Segment Start: SOURCE DATA

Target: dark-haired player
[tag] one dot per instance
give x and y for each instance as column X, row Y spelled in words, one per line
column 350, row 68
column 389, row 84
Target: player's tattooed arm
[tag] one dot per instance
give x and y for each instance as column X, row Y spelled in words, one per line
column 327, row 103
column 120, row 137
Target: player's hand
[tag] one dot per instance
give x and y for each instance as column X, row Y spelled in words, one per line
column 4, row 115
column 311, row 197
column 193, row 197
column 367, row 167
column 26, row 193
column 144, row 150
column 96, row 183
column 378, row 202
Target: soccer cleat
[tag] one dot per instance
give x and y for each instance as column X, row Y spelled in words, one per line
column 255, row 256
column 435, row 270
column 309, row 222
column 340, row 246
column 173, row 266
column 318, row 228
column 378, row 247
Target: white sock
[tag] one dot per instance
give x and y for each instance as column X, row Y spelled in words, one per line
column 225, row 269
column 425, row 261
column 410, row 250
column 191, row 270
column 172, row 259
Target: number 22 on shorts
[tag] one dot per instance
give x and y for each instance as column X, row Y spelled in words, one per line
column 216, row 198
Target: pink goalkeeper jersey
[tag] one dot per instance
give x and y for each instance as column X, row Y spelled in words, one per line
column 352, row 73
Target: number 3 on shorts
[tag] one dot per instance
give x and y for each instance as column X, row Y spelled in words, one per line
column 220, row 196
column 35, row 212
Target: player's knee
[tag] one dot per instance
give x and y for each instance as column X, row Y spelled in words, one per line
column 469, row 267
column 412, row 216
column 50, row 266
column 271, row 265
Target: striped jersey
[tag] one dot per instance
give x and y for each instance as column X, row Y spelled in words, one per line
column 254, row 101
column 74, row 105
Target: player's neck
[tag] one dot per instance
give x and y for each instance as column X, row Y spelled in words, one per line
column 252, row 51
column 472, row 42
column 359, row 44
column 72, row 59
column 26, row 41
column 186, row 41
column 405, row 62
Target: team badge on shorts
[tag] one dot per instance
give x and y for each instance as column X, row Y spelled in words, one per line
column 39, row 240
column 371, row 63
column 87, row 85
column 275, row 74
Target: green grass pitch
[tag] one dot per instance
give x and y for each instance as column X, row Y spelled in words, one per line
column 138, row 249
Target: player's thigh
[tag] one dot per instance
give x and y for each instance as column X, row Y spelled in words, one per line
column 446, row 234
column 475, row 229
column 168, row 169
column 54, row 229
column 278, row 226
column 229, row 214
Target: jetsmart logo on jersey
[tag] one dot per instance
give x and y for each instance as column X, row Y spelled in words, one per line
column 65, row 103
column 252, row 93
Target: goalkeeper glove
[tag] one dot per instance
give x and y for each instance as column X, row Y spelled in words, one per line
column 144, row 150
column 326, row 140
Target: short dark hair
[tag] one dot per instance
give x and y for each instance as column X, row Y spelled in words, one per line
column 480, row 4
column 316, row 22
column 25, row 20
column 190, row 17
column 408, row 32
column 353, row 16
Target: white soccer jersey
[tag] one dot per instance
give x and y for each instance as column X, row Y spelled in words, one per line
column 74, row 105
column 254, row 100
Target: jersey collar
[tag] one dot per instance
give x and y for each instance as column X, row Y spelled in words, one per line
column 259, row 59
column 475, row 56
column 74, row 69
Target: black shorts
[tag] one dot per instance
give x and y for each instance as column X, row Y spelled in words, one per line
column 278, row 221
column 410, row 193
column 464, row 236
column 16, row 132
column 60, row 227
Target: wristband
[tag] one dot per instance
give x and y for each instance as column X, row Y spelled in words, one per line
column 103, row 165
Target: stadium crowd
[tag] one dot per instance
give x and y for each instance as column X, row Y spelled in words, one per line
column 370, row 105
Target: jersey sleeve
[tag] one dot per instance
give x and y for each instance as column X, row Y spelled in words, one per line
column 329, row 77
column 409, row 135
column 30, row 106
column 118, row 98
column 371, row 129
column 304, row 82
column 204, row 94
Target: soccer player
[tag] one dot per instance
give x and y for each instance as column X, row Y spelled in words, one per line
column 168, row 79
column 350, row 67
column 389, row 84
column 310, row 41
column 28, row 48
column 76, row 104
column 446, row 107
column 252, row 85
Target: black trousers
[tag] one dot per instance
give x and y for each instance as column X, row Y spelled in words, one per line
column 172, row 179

Segment End: SOURCE DATA

| REQUIREMENT |
Write out every record shown above, word for word.

| RESPONSE TO THIS EXERCISE |
Target: dark-haired player
[tag] one dot per instance
give x and y for each instance as column X, row Y spelled in words, one per line
column 350, row 68
column 389, row 84
Target: player's tattooed arm
[tag] one dot per instance
give x and y for each instance as column X, row Y spelled in words, one per line
column 327, row 103
column 120, row 137
Target: player's hand
[tag] one dot per instance
give x and y for each instance as column X, row Y spelled in words, one per line
column 4, row 115
column 311, row 197
column 193, row 197
column 367, row 167
column 26, row 193
column 144, row 150
column 96, row 183
column 378, row 202
Target: soccer cleat
[tag] one dot per instance
give x and y for each instance as column X, row Y spelled in words, one per line
column 255, row 256
column 435, row 270
column 309, row 222
column 340, row 246
column 173, row 266
column 318, row 228
column 378, row 247
Target: white sock
[tag] one dot per instance
give x and y for each instance as column X, row Y spelled in words, one per line
column 225, row 269
column 425, row 261
column 410, row 250
column 191, row 270
column 172, row 259
Target: number 22 on shorts
[tag] one dot per instance
give x and y for each instance as column X, row Y spelled in words, one per line
column 216, row 198
Target: pink goalkeeper jersey
[tag] one dot per instance
give x and y for each instance as column X, row Y spelled in words, one per line
column 352, row 73
Target: number 3 on shorts
[tag] one dot per instance
give x and y for each instance as column X, row Y spelled in words, one per line
column 220, row 196
column 35, row 212
Target: player's knee
[tag] one dot per instance
give x and y for each instance as column X, row Y spelled in words, one per line
column 469, row 267
column 412, row 216
column 50, row 266
column 271, row 265
Target: striped jersey
[tag] one dot per instance
give x and y for each instance as column X, row Y spelled in words, one per line
column 254, row 101
column 74, row 105
Target: player's neck
[tag] one dot per instance
give x and y for each instance as column X, row Y spelled in words, one per line
column 252, row 51
column 472, row 42
column 359, row 44
column 72, row 59
column 26, row 41
column 186, row 41
column 405, row 62
Target: team badge on shorts
[tag] one dot per instance
give x and y for each instance as column X, row Y spelled in words, one per line
column 39, row 240
column 371, row 63
column 87, row 85
column 275, row 74
Target: green grass pitch
[tag] one dot per instance
give x and y for each instance as column X, row Y spelled in words, one per line
column 138, row 249
Target: player's thigh
[tag] one dot per instance
give x and y for each instance as column X, row Y spelled in words, one per line
column 446, row 234
column 475, row 229
column 168, row 169
column 54, row 229
column 278, row 226
column 229, row 214
Target: jetsmart logo on jersey
[tag] one dot per instance
give x and y for each instance as column X, row Y spelled in words, one per line
column 65, row 103
column 252, row 93
Target: goalkeeper glove
[tag] one dot per instance
give x and y for each instance as column X, row Y spelled in words, one per line
column 144, row 150
column 326, row 140
Target: short dark hair
[tag] one dot per instance
give x and y for each instance as column X, row Y spelled in words, one per line
column 480, row 4
column 316, row 22
column 25, row 20
column 190, row 17
column 408, row 32
column 353, row 16
Target: white soccer jersey
[tag] one dot per instance
give x and y for each instance as column X, row Y spelled in words, one per line
column 74, row 105
column 254, row 100
Target: jersey collar
[tag] one dot per instance
give x and y for each instance as column X, row Y spelled in words, one per line
column 259, row 59
column 475, row 56
column 74, row 69
Target: black shorts
[tag] one dot per instance
give x and y for each instance as column X, row Y spelled in words, one per line
column 278, row 221
column 410, row 193
column 464, row 236
column 16, row 132
column 60, row 227
Target: wristband
[tag] one dot per instance
give x and y for each instance as column X, row Y spelled in words, one per line
column 103, row 165
Target: stadium crowd
[tag] one dot per instance
give x and y for each instance as column X, row Y spelled in words, one per line
column 370, row 105
Target: jersey sleeve
[tag] one dot per instance
give x and y for each instance as column X, row Y spelled in words, one per line
column 329, row 77
column 409, row 135
column 30, row 106
column 118, row 98
column 371, row 129
column 304, row 82
column 204, row 94
Target: soccer player
[tag] one dot per instance
give x and y for each instance as column X, row Y spelled in words, one per line
column 168, row 79
column 350, row 67
column 389, row 84
column 310, row 41
column 28, row 48
column 76, row 104
column 446, row 107
column 252, row 85
Target: black trousers
[tag] one dot per instance
give x and y for each instance as column X, row Y spelled in words, one per line
column 172, row 179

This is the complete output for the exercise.